:: Requirement ::
Repeat every record below exactly as it appears.

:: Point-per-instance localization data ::
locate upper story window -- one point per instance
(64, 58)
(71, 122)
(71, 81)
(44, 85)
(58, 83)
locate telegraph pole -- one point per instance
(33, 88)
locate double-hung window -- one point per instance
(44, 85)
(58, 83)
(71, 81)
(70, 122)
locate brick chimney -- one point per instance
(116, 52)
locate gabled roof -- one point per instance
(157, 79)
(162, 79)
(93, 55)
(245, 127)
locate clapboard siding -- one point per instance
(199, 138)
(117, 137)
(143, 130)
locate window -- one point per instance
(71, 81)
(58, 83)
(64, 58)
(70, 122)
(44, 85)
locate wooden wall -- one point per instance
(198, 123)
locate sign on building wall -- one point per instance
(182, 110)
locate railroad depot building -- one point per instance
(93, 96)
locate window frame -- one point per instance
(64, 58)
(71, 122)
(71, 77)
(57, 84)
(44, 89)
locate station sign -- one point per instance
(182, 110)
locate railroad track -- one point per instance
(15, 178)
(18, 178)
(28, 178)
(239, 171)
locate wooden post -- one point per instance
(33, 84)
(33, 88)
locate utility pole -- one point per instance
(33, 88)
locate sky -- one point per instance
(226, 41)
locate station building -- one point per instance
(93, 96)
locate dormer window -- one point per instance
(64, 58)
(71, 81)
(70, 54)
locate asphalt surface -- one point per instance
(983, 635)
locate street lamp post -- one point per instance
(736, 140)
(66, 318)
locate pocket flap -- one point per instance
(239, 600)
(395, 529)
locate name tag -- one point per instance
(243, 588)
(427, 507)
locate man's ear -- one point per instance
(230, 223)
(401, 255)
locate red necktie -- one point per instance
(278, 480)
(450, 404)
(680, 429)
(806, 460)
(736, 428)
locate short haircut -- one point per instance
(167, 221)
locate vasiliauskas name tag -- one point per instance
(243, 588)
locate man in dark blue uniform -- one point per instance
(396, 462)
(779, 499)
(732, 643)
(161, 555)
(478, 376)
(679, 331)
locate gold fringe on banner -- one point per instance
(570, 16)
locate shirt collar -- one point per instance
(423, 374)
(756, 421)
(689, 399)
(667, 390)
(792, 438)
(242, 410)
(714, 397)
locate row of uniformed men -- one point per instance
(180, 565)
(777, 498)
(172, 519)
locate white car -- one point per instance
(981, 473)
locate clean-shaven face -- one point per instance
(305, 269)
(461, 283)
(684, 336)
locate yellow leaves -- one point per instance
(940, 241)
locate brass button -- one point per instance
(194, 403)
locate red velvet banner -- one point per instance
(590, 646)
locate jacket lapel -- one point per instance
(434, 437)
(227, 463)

:: Expected answer ::
locate upper story window -- one point per instance
(64, 58)
(71, 122)
(71, 81)
(44, 85)
(58, 83)
locate telegraph pole -- one point per instance
(33, 88)
locate double-hung window -- one point per instance
(44, 85)
(58, 83)
(71, 81)
(70, 122)
locate brick chimney -- one point per instance
(116, 52)
locate gabled roof -- one point per instance
(157, 79)
(162, 79)
(93, 55)
(245, 127)
locate clapboard siding -- one point per instance
(199, 138)
(117, 137)
(143, 130)
locate window -- one point per instance
(71, 81)
(58, 83)
(64, 58)
(70, 122)
(44, 85)
locate wooden wall -- one point per instance
(198, 123)
locate sign on building wall -- one point per instance
(182, 110)
locate railroad depot building -- one point per instance
(93, 96)
locate window frame -- one point per instance
(64, 58)
(71, 122)
(71, 77)
(57, 84)
(44, 89)
locate station sign -- one point per instance
(182, 110)
locate railroad track -- one point per instance
(15, 178)
(18, 178)
(28, 178)
(239, 171)
locate wooden post -- one point per instance
(33, 84)
(33, 88)
locate utility pole -- one point per instance
(33, 88)
locate sky -- one point per instance
(226, 41)
locate station building -- one point per instance
(93, 96)
locate dormer window -- one point per instance
(64, 58)
(71, 81)
(70, 54)
locate asphalt surface -- one point per instance
(983, 635)
locate street lamp post -- one point per instance
(736, 140)
(66, 318)
locate pocket flap -- one point per instance
(239, 600)
(395, 529)
locate name tag -- one point per instance
(243, 588)
(427, 507)
locate man's ear -- one point per instance
(230, 223)
(401, 255)
locate red necktie -- one point per instance
(278, 480)
(450, 404)
(680, 429)
(806, 460)
(736, 428)
locate short haircut -- one point per instance
(167, 221)
locate vasiliauskas name tag -- one point per instance
(243, 588)
locate man in dark blue uniform -- one point per instance
(396, 462)
(779, 499)
(732, 643)
(161, 555)
(478, 376)
(679, 331)
locate gold fringe on banner -- one point per instance
(570, 16)
locate shirt collar -- one point per instance
(423, 374)
(756, 421)
(689, 399)
(667, 390)
(792, 438)
(242, 410)
(714, 397)
locate row of uniformed men -- one point per instance
(180, 565)
(777, 498)
(172, 519)
locate white car -- one point per instance
(981, 473)
locate clean-shaven face -- one point per instance
(305, 269)
(461, 283)
(684, 336)
locate yellow leaves -- one point per instance
(940, 241)
locate brass button -- one point per instance
(194, 403)
locate red velvet banner -- one point per instance
(590, 646)
locate jacket lapel -- one point per instance
(434, 437)
(227, 463)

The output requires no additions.